Check your understanding.
A. Summarize the L3C article in two sentences.
B. Reproduce the L3C article from "By Joseph P." to "limited liability company.", changing "hybrid" to "blended".
C. According to the L3C article, what does L3C stand for?

***** Text segment *****

By Joseph P. Glackin
In a world where choosing the right legal structure can result in various repercussions in how your business is formally run, it is important to understand the differences between the multitude of entities that one can choose from. One legal structure in particular that is often overlooked and thus not often considered is the L3C.
L3C stands for a low-profit, limited liability company, and is often described as a hybrid like structure comprised of both non-profit and for-profit attributes. This hybrid entity is designed to attract private investments and philanthropic capital in ventures designed to provide a socially beneficial objective. Even though the L3C has an explicit primary charitable mission and a secondary profit concern, it is free to distribute the profits to its members just like the standard limited liability company.

***** Data *****

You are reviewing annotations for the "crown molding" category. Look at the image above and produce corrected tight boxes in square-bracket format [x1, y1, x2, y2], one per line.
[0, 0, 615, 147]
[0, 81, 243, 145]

*****

Answers by item number.
A. The L3C, or low-profit, limited liability company, is an often overlooked legal structure that combines non-profit and for-profit attributes. It is designed to attract private investments and philanthropic capital into ventures with a socially beneficial objective, and although its primary mission is charitable, it can distribute profits to its members like a standard limited liability company.

B.
By Joseph P. Glackin
In a world where choosing the right legal structure can result in various repercussions in how your business is formally run, it is important to understand the differences between the multitude of entities that one can choose from. One legal structure in particular that is often overlooked and thus not often considered is the L3C.
L3C stands for a low-profit, limited liability company, and is often described as a blended like structure comprised of both non-profit and for-profit attributes. This blended entity is designed to attract private investments and philanthropic capital in ventures designed to provide a socially beneficial objective. Even though the L3C has an explicit primary charitable mission and a secondary profit concern, it is free to distribute the profits to its members just like the standard limited liability company.

C. A low-profit, limited liability company.